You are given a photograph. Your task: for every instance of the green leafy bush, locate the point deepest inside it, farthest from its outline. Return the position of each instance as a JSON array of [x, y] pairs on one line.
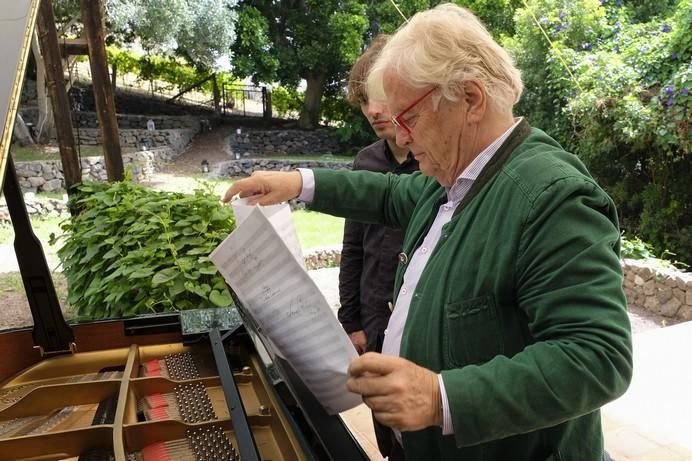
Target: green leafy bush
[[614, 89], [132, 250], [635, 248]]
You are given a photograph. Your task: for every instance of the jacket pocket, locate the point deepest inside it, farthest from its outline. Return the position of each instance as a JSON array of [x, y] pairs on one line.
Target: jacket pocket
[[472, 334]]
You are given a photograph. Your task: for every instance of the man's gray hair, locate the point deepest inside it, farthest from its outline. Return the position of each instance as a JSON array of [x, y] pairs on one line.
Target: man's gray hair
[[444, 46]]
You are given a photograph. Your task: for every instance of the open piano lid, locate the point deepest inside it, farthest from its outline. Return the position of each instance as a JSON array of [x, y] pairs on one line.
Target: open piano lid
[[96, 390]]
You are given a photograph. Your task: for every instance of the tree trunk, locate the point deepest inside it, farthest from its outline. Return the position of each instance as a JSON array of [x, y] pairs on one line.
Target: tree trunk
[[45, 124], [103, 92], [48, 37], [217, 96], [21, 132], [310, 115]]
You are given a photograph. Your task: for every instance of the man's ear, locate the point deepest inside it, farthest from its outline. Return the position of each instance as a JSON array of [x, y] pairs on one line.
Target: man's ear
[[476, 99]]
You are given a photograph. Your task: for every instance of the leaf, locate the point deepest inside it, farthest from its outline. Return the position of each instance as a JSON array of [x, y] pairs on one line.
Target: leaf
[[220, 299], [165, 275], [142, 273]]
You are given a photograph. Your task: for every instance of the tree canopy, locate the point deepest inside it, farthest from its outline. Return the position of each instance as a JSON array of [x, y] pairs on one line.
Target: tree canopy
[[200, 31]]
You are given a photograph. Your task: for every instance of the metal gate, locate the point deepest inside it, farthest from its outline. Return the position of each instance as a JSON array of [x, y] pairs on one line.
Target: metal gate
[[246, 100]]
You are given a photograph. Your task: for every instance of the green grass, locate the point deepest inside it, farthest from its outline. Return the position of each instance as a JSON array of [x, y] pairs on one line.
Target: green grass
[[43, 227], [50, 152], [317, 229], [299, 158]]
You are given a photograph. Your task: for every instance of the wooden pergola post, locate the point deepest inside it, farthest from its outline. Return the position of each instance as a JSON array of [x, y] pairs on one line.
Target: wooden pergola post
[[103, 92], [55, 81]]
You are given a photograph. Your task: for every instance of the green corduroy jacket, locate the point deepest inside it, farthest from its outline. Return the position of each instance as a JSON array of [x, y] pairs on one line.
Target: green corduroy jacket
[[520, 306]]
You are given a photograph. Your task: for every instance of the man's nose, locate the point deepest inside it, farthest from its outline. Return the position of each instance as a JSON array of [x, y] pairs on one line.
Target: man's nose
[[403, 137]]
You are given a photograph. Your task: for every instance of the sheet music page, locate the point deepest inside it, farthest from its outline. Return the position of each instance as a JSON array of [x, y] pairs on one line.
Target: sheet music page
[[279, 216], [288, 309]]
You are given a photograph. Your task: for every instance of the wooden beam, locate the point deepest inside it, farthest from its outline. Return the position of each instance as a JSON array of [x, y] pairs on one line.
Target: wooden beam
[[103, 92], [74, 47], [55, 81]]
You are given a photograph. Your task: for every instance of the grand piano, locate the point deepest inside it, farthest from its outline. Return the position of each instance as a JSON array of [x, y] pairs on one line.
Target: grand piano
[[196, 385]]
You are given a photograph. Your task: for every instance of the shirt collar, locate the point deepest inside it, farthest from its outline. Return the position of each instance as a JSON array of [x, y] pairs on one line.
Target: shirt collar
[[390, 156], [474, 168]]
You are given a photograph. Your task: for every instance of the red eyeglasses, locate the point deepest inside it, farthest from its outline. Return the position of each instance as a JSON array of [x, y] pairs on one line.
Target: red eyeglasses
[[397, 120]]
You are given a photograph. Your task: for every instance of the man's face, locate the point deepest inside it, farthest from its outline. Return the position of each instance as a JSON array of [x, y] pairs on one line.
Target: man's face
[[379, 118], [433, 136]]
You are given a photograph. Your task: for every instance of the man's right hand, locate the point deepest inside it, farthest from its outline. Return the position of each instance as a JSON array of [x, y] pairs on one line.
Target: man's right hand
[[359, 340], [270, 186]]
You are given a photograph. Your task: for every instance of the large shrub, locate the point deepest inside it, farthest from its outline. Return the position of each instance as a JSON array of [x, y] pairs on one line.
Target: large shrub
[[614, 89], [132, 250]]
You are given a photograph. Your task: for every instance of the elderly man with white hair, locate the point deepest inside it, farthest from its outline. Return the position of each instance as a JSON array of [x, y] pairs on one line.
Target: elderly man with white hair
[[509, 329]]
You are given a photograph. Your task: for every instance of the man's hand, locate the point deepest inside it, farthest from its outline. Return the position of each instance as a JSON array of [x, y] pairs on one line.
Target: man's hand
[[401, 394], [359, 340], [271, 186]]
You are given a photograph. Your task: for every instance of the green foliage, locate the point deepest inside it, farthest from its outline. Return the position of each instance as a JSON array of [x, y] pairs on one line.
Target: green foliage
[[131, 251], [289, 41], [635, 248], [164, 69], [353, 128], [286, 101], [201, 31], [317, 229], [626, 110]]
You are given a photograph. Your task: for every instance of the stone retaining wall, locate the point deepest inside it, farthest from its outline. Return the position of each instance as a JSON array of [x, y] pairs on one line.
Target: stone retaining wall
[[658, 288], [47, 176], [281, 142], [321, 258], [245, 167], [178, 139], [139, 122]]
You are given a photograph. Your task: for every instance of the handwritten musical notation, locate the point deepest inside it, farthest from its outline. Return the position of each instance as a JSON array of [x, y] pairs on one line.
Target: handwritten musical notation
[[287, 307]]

****

Return the rows verbatim, beginning at the line that has "the man's right" and stopping after the line that has "[[614, 89], [132, 250]]".

You are given a photograph. Your task: for every instance of the man's right hand, locate the point deepest inside it, farthest from its outline. Return the position of each instance as a JSON array of [x, y] pairs on one line.
Target: man's right hand
[[359, 340], [270, 186]]
You are given a photograph. Your task: for every instance of the large shrub, locate the point deepest inside it, farthest from its outline. Return the position of each instance as a JSON array of [x, y] pairs on one line.
Target: large shrub
[[614, 89], [132, 250]]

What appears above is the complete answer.